▶ Document segment:
::::
Mathematical Model Could Help Correct Bias in Measuring Bacterial Communities
Researchers from North Carolina State University have developed a mathematical model that shows how bias distorts results when measuring bacterial communities through metagenomic sequencing. The proof-of-concept model could be the first step toward developing calibration methods that could make metagenomic measurements more accurate.
Metagenomic sequencing identifies the number and type of bacteria present in a particular community – for example, in a human gut microbiome – through DNA extracted from the sample. “We’re measuring communities of bacteria – which ones are present and how many of each one are there,” says Ben Callahan, assistant professor of population health and pathobiology and corresponding author of a paper describing the work. “However, the measurement technology isn’t perfect, which introduces bias into the results. And that means we don’t get an accurate picture of the community we’re trying to measure.”
According to Callahan, since metagenomic sequencing is a multi-step process, biases can be introduced in every step.
“The most well-known step is DNA extraction, where we break open the bacteria to get to the DNA,” Callahan says. “The cells of some bacteria are harder to break open then others. Let’s say I have a bacterium that makes up half of the community but doesn’t break very well. I could end up with only 10% of this bacterium in my measurement, instead of the 50% that is actually there. That introduces bias. Now every measurement or calculation I do from that point onward is systematically skewed.”
Callahan, with NC State postdoctoral researcher Michael McLaren and biostatistician Amy Willis from the University of Washington, tested their model of bias against two types of metagenomic sequencing – 16S RNA gene and shotgun metagenomics – in microbial communities of known composition, and found that the model accurately described bias in those circumstances.
“What this experiment shows is that the model we propose works in at least these limited circumstances,” Callahan says. “The long-term goal is to provide a calibration tool for metagenomic measurements of complex natural communities, just as we have standards that we use to calibrate measurement technologies like scales, oscilloscopes and microscopes. This work is a first step toward that.”
The research appears in eLife. McLaren is first author.
Note to editors: An abstract follows.
“Consistent and correctable bias in metagenomic sequencing experiments”
::::
▶ Extracted data:
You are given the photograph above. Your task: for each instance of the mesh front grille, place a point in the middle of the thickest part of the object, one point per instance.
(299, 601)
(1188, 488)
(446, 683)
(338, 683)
::::
▶ Required actions:
1 > Retype the article on bias in measuring bacterial communities from "Callahan, with NC" up to and including "is first author.".
2 > Using the article on bias in measuring bacterial communities, decide whether each statement agrees with it. Answer yes or no for each, quoting the words of the article that decide it.
(a) The model was tested in microbial communities whose composition was known.
(b) Amy Willis is a biostatistician at North Carolina State University.
(c) Callahan calls DNA extraction the most well-known step of the process.

▶ Responses in order:
1 >
Callahan, with NC State postdoctoral researcher Michael McLaren and biostatistician Amy Willis from the University of Washington, tested their model of bias against two types of metagenomic sequencing – 16S RNA gene and shotgun metagenomics – in microbial communities of known composition, and found that the model accurately described bias in those circumstances.
“What this experiment shows is that the model we propose works in at least these limited circumstances,” Callahan says. “The long-term goal is to provide a calibration tool for metagenomic measurements of complex natural communities, just as we have standards that we use to calibrate measurement technologies like scales, oscilloscopes and microscopes. This work is a first step toward that.”
The research appears in eLife. McLaren is first author.

2 >
(a) Yes: "in microbial communities of known composition, and found that the model accurately described bias in those circumstances"
(b) No: "biostatistician Amy Willis from the University of Washington"
(c) Yes: "The most well-known step is DNA extraction"